§ 阅读材料:
.....

定义1:自变量趋于\(+\infty\)的极限
若对\(\forall \varepsilon>0, \exists A > 0\),使得当\(x > A\)时,有\(|f(x) - l| < \varepsilon\),此时称在正无穷处函数有极限\(l\),记为
\[ f(+\infty) = \lim \limits_{x \to +\infty} f(x) = l \]
或简单记作
\[ f(x) \to l (x \to +\infty) \]
类似地可以定义\(f(-\infty) = \lim \limits_{x \to -\infty} f(x) = l\)
定义2:自变量趋于\(\infty\)的极限
若对\(\forall \varepsilon>0, \exists A > 0\),使得当\(|x| > A\)时,有\(|f(x) - l| < \varepsilon\),此时称当\(x\)趋于无穷时,函数有极限\(l\),记为
\[ f(\infty) = \lim \limits_{x \to \infty} f(x) = l \]
或简单记作
\[ f(x) \to l (x \to \infty) \]
定理1
\(\lim \limits_{x \to \infty} f(x) = l\)当且仅当
\[ f(-\infty) = f(+\infty) = l \]
证:必要性和充分性都由定义显然。
Q.E.D.

.....

[方框标注数据行]

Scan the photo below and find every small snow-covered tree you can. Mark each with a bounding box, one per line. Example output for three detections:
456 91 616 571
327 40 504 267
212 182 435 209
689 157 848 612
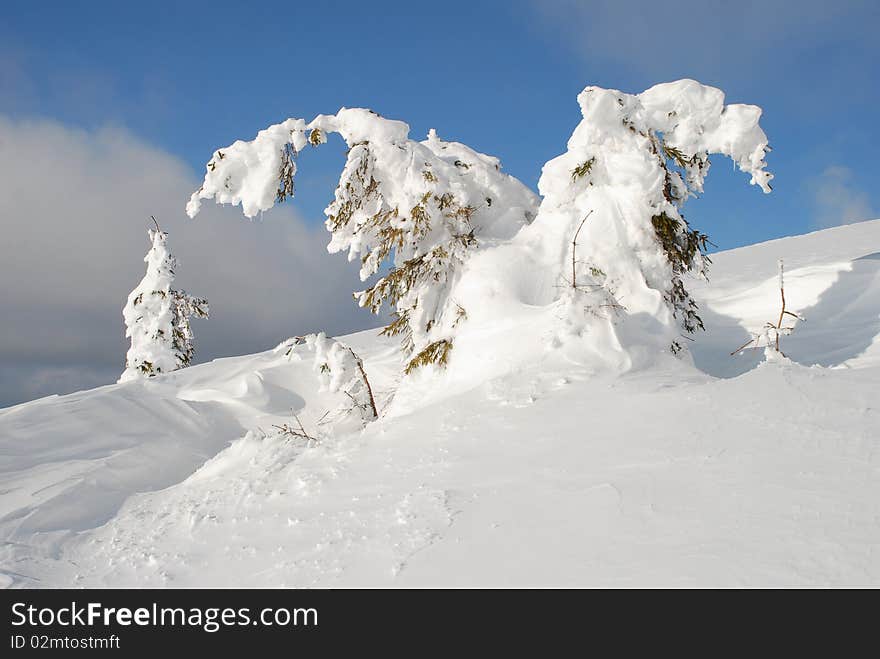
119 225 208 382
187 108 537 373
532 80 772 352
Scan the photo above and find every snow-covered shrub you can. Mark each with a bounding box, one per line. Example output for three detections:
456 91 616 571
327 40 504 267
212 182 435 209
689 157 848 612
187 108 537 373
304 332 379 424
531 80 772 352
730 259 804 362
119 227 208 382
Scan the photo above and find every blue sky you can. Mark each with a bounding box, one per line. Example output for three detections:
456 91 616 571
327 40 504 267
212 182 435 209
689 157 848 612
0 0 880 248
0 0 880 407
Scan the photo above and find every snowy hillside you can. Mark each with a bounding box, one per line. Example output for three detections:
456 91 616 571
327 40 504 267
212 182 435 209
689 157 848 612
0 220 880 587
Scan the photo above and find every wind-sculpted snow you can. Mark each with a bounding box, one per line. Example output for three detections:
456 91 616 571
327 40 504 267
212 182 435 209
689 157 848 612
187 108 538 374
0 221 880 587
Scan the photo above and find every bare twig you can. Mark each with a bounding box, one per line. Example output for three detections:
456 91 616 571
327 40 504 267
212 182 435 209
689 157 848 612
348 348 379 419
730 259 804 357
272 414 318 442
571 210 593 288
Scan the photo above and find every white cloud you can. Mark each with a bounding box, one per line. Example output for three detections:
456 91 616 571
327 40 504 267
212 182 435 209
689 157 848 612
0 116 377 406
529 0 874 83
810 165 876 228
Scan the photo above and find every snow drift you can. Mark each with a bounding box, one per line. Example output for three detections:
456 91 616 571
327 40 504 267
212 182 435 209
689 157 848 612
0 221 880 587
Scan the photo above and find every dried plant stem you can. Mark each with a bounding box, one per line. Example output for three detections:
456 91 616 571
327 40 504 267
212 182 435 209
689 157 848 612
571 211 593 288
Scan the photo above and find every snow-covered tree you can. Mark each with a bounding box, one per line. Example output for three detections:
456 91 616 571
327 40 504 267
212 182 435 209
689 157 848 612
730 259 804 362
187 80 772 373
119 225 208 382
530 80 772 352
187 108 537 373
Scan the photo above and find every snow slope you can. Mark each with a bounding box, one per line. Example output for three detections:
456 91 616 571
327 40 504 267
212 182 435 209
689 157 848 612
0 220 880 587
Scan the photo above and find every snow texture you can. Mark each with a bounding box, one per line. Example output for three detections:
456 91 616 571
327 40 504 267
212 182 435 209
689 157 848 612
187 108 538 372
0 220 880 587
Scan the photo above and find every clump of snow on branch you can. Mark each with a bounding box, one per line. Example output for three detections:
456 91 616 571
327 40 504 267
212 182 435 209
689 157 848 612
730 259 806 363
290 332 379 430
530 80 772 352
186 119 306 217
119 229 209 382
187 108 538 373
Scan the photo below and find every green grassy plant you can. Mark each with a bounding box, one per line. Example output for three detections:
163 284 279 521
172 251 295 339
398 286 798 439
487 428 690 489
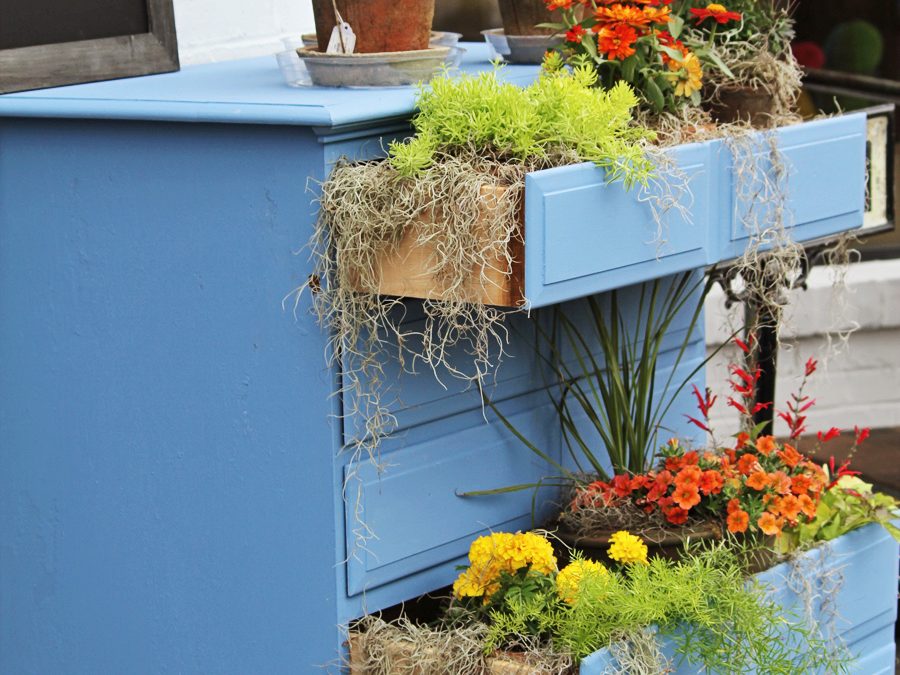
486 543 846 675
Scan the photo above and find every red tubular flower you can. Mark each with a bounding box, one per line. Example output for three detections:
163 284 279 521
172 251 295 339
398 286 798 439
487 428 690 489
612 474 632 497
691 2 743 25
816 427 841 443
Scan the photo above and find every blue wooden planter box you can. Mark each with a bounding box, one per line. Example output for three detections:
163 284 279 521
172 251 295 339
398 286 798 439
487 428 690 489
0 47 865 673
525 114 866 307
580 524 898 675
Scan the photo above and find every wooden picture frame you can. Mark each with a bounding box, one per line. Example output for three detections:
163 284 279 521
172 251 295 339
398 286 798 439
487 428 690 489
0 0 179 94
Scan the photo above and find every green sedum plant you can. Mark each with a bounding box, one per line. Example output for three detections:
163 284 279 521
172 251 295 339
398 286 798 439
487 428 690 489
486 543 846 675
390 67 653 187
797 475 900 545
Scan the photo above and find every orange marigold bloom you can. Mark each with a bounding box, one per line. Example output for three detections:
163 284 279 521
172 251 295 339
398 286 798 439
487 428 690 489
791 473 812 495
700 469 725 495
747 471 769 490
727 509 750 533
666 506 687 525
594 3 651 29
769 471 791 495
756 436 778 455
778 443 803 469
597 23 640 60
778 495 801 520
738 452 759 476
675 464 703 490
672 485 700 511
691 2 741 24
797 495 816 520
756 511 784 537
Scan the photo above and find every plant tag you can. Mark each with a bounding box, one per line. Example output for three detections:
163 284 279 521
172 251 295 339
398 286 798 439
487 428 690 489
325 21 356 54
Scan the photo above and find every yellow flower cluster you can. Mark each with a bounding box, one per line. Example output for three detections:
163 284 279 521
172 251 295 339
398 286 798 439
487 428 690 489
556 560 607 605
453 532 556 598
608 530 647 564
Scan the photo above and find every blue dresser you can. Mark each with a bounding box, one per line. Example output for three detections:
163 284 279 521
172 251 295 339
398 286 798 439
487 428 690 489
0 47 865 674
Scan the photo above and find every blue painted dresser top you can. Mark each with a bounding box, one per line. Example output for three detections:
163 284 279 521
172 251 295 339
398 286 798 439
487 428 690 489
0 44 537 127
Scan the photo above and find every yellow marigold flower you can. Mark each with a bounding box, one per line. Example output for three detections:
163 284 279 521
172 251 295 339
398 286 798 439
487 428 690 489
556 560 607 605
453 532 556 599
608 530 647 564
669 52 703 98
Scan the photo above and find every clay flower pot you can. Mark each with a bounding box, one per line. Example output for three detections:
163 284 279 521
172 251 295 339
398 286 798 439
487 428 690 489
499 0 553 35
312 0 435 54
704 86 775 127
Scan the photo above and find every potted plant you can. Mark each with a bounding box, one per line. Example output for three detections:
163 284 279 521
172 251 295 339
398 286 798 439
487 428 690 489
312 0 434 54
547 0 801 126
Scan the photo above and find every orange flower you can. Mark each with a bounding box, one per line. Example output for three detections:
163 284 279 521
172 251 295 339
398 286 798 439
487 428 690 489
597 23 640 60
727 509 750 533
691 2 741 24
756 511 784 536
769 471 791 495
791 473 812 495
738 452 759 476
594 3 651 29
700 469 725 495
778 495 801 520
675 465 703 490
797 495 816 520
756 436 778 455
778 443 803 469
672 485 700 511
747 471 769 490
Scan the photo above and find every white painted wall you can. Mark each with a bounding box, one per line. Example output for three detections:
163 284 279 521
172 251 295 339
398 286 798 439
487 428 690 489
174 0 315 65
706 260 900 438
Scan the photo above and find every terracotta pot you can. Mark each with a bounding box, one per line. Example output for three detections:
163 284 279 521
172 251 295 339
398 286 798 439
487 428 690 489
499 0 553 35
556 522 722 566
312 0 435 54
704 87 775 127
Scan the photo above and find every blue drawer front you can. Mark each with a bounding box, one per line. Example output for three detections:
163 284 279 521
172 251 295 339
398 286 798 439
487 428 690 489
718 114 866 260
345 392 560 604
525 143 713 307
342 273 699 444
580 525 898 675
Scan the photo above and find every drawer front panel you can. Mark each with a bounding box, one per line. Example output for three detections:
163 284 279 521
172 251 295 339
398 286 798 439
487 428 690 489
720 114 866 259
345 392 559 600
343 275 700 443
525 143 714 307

.....

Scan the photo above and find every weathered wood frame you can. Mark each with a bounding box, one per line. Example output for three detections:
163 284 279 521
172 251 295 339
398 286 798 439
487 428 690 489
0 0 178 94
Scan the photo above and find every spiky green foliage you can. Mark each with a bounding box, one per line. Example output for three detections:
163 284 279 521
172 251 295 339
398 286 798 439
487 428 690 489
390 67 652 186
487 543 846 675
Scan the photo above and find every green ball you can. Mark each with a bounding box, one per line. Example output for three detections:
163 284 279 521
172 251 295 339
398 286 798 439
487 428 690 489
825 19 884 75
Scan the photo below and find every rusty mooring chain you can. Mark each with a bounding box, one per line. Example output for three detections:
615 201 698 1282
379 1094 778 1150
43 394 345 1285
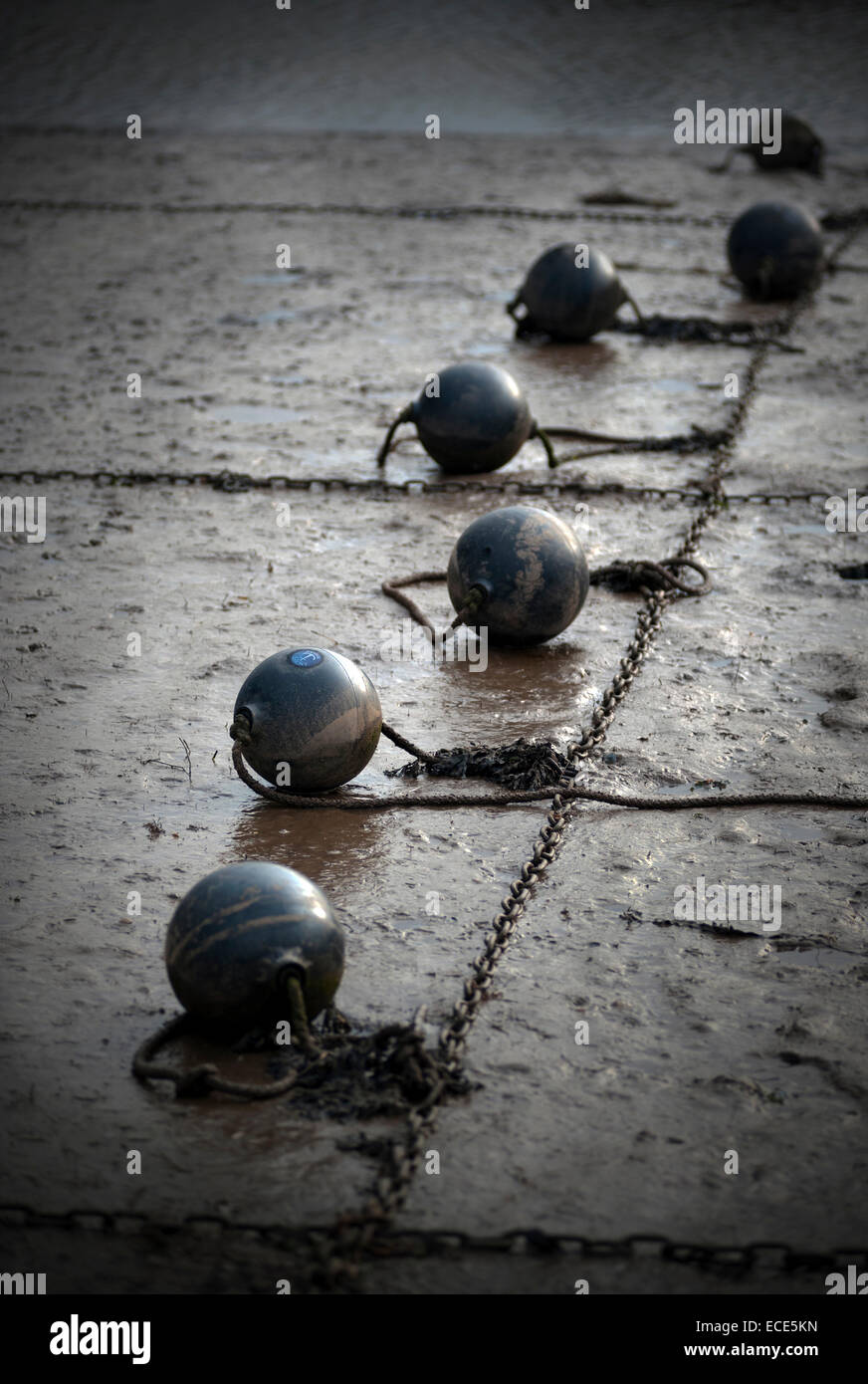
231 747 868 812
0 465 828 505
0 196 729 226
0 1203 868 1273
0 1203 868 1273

.....

§ 任务要求 1:
请写出阅读材料中以含“定义2:自变量趋于\(\infty\)的极限”的文字开头、以“证:必要性和充分性都由定义显然。”结尾的部分，并把其中的“显然”替换为“易得”。
§ 任务要求 2:
将清单中从含有“Scan the photo above and find every orange flower”的那一行起、到含有“675 465 703 490”的那一行止的部分原样再写一遍，首尾两行都包括在内。

§ 最终答案 1:
定义2:自变量趋于\(\infty\)的极限
若对\(\forall \varepsilon>0, \exists A > 0\),使得当\(|x| > A\)时,有\(|f(x) - l| < \varepsilon\),此时称当\(x\)趋于无穷时,函数有极限\(l\),记为
\[ f(\infty) = \lim \limits_{x \to \infty} f(x) = l \]
或简单记作
\[ f(x) \to l (x \to \infty) \]
定理1
\(\lim \limits_{x \to \infty} f(x) = l\)当且仅当
\[ f(-\infty) = f(+\infty) = l \]
证:必要性和充分性都由定义易得。

§ 最终答案 2:
Scan the photo above and find every orange flower you can. Mark each with a bounding box, one per line. Example output for three detections:
163 284 279 521
172 251 295 339
398 286 798 439
487 428 690 489
597 23 640 60
727 509 750 533
691 2 741 24
756 511 784 536
769 471 791 495
791 473 812 495
738 452 759 476
594 3 651 29
700 469 725 495
778 495 801 520
675 465 703 490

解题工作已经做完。